*Passage to read*:
====

MBP: Interesting involvement.

JS: Yeah.

MBP: And then I wanted to ask you about your role as a teacher, which you brought up a little bit before within the Buddhist context, but how did you decide to become a teacher and what’s the role of a teacher in Buddhism or Daoism?

JS: Yeah, so again, I feel like it’s an accident that I started teaching, but an accident of passion from what I had gotten from my teachers. There’s a prayer in Buddhist practice that says, “the only offering I can make is to follow your example.” You’re saying that to your teacher, you know. So in some sense, that was the only offering I could make at some point, like, “what would I do if I kept it to myself?” Not going to be much help to anybody. So I stopped keeping it to myself, I first started teaching in Vermont, I started teaching Chinese medicine to other healthcare professionals because I also, when I first got out of school, learned to be a midwife. So I started teaching to midwives and herbalists and other people because I had a lot of them in my private practice as well. And I love teaching because it calls me into a different place, like, it calls me into new places with the material. So I really love teaching and for that reason. And before I came here to Asheville and started teaching here at Daoist Traditions, I was teaching in the Buddhist tradition because even as far back as 1989 they started asking if I would be a meditation instructor, so i learned to be a meditation instructor, and then I learned to teach something that’s called Shambhala training and then I kept going further, and that is where I received training on teaching, you could say it was in the Buddhist tradition. And then I started teaching on my own in Chinese medicine and then I came here [Asheville] and started teaching. And then again, it’s such an amazing learning experience for me, because this is the first place that I was teaching in a formal context. But the amazing and beautiful thing about teaching is that it forces you to think about how to communicate what you know and for me that was an amazing exercise, to do that, and also just really fun. At times it’s just so much fun to talk about something you love. So I continue to love to talk about Chinese medicine. I sometimes say to people, it’s kind of obscene how much I could talk about Chinese medicine because I just think it’s amazing and fascinating.

====

*Provided information*:
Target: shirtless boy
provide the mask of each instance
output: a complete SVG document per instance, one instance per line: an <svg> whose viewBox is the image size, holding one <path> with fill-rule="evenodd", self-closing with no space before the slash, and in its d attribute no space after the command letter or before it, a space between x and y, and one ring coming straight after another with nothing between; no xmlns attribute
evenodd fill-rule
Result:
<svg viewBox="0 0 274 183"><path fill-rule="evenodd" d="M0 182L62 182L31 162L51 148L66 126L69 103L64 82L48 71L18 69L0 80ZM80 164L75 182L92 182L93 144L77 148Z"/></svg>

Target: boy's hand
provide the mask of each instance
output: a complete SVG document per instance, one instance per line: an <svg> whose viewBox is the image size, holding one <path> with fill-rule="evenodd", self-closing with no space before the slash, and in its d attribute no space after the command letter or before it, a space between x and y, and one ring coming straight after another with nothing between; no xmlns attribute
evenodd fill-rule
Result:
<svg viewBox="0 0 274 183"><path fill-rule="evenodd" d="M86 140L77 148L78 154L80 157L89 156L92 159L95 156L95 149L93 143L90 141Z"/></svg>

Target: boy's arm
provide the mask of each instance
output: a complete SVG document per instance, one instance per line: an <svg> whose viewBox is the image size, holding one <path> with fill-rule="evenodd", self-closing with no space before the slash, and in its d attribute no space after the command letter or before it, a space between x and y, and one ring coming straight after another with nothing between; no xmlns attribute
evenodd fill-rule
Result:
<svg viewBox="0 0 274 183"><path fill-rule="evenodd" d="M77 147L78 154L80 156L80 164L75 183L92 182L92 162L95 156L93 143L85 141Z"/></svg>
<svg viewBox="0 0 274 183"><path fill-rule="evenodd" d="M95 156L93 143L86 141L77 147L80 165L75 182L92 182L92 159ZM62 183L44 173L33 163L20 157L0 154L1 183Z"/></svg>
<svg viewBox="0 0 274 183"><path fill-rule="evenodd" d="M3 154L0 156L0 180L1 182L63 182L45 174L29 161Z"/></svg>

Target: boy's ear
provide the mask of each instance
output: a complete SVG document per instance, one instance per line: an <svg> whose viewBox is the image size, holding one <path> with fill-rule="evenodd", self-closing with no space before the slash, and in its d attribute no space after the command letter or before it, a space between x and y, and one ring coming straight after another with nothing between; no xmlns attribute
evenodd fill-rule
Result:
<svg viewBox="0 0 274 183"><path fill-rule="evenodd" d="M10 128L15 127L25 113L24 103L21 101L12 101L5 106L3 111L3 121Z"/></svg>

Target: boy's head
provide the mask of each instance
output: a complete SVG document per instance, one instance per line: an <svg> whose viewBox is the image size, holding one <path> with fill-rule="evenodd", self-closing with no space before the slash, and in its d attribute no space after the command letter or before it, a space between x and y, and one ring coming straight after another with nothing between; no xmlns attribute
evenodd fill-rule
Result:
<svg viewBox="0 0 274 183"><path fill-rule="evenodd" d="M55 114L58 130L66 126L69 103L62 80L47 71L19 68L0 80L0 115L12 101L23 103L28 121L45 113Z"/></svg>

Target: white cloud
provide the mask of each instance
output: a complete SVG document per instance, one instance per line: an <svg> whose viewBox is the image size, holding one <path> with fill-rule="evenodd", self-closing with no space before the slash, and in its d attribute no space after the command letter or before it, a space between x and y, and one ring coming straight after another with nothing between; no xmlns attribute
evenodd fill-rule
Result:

====

*Task to carry out*: Write out the entire interview excerpt on teaching Chinese medicine and Buddhism word for word. The rows are a separate body of material with no connection to the interview excerpt.

*Your response*:
MBP: Interesting involvement.

JS: Yeah.

MBP: And then I wanted to ask you about your role as a teacher, which you brought up a little bit before within the Buddhist context, but how did you decide to become a teacher and what’s the role of a teacher in Buddhism or Daoism?

JS: Yeah, so again, I feel like it’s an accident that I started teaching, but an accident of passion from what I had gotten from my teachers. There’s a prayer in Buddhist practice that says, “the only offering I can make is to follow your example.” You’re saying that to your teacher, you know. So in some sense, that was the only offering I could make at some point, like, “what would I do if I kept it to myself?” Not going to be much help to anybody. So I stopped keeping it to myself, I first started teaching in Vermont, I started teaching Chinese medicine to other healthcare professionals because I also, when I first got out of school, learned to be a midwife. So I started teaching to midwives and herbalists and other people because I had a lot of them in my private practice as well. And I love teaching because it calls me into a different place, like, it calls me into new places with the material. So I really love teaching and for that reason. And before I came here to Asheville and started teaching here at Daoist Traditions, I was teaching in the Buddhist tradition because even as far back as 1989 they started asking if I would be a meditation instructor, so i learned to be a meditation instructor, and then I learned to teach something that’s called Shambhala training and then I kept going further, and that is where I received training on teaching, you could say it was in the Buddhist tradition. And then I started teaching on my own in Chinese medicine and then I came here [Asheville] and started teaching. And then again, it’s such an amazing learning experience for me, because this is the first place that I was teaching in a formal context. But the amazing and beautiful thing about teaching is that it forces you to think about how to communicate what you know and for me that was an amazing exercise, to do that, and also just really fun. At times it’s just so much fun to talk about something you love. So I continue to love to talk about Chinese medicine. I sometimes say to people, it’s kind of obscene how much I could talk about Chinese medicine because I just think it’s amazing and fascinating.